[Text]
^^^^
The dust has now settled over Jalalabad, sat behind the jagged silhouette of the Hindu Kush. An Afghan town not far from the border with Pakistan, it is a remote region where aid agencies and rescue workers struggled to reach, after a 6.0 magnitude earthquake hit over the weekend, killing more than 1,400.
This is a land of mountains, valleys, and fields, where farmers ply the land, women carry water from the stream, and children play chase along dusty village paths, before being called back to their mud-stone dwellings, homes that stood little chance as the earth began shaking violently around 12.47 am. Survivors in Kunar province—the worst hit—would later describe the sound as “the voice of God’s anger”.
Within seconds, walls crumbled, entire villages collapsed, and families were buried under bricks. The epicentre, near the Mazar Valley, is a land of shepherds, farmers, and small traders. “Everything we had is gone,” whispered Hamidullah, a farmer sitting beside the ruins of his house where his wife and two daughters lay buried. “I dug with my hands until they bled, but I could not save them.”
^^^^
[Activity list]
a – In the earthquake text, what magnitude was the earthquake that hit over the weekend?
b – In the earthquake text, rewrite everything from "The dust has" down to "more than 1,400.", putting "relief crews" in place of "rescue workers".

[Supplied data]
^^^^
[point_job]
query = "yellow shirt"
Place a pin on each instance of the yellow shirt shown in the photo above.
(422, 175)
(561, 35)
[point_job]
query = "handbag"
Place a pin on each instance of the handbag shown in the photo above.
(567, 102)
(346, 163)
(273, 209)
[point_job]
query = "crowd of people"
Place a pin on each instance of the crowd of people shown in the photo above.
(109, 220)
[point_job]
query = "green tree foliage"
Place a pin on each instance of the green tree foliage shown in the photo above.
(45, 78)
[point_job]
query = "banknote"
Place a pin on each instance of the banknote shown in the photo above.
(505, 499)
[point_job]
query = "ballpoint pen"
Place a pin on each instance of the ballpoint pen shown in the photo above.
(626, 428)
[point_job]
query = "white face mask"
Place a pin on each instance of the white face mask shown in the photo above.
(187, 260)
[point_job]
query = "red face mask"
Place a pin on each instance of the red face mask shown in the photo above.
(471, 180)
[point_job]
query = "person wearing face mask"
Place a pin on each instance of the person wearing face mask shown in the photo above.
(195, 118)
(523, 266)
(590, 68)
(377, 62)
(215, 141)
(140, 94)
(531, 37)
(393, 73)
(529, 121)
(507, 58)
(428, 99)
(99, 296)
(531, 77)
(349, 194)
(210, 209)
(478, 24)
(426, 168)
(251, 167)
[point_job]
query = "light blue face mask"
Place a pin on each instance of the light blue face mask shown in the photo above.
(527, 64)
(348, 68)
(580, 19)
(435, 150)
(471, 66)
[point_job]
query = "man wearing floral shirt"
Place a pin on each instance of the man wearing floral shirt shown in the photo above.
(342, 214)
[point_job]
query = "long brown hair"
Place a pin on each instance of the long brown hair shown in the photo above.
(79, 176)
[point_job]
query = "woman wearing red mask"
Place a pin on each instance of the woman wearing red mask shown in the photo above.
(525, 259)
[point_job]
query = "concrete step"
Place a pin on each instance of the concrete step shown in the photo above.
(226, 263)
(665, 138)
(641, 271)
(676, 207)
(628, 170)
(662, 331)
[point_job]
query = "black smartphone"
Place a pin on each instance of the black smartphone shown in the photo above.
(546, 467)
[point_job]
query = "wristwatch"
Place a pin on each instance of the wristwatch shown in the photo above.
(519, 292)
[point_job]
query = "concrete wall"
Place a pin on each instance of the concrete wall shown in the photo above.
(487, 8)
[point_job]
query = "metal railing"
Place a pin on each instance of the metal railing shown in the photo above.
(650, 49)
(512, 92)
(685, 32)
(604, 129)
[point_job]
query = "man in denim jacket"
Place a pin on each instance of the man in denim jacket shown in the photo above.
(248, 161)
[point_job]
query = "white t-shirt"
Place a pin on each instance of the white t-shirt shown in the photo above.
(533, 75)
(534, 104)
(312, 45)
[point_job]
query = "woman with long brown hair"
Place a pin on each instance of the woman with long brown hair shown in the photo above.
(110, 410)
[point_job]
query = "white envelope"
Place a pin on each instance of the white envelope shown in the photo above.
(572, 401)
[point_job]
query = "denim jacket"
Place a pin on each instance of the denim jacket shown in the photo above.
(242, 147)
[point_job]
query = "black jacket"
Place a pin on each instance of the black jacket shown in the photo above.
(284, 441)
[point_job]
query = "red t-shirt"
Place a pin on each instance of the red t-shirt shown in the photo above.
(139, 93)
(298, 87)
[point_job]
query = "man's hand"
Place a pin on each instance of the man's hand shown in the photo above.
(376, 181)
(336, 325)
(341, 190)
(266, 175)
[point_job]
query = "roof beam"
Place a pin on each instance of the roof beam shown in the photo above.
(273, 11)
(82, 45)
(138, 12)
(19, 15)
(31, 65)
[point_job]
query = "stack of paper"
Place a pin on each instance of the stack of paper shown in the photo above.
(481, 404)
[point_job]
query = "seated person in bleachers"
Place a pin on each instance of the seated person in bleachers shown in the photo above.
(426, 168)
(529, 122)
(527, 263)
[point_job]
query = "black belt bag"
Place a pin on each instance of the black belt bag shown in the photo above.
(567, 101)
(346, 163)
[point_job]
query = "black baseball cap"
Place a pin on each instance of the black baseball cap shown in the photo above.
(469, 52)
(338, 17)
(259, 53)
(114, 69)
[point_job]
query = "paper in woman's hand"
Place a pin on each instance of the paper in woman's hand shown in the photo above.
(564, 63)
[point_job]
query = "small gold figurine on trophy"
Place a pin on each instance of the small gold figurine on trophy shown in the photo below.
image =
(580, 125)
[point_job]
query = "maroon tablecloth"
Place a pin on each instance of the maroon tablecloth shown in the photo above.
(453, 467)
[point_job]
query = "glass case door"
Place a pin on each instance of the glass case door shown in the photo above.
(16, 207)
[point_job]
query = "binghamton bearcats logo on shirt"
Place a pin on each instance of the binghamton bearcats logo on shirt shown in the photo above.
^^^^
[Solutions to the exercise]
a – 6.0

b –
The dust has now settled over Jalalabad, sat behind the jagged silhouette of the Hindu Kush. An Afghan town not far from the border with Pakistan, it is a remote region where aid agencies and relief crews struggled to reach, after a 6.0 magnitude earthquake hit over the weekend, killing more than 1,400.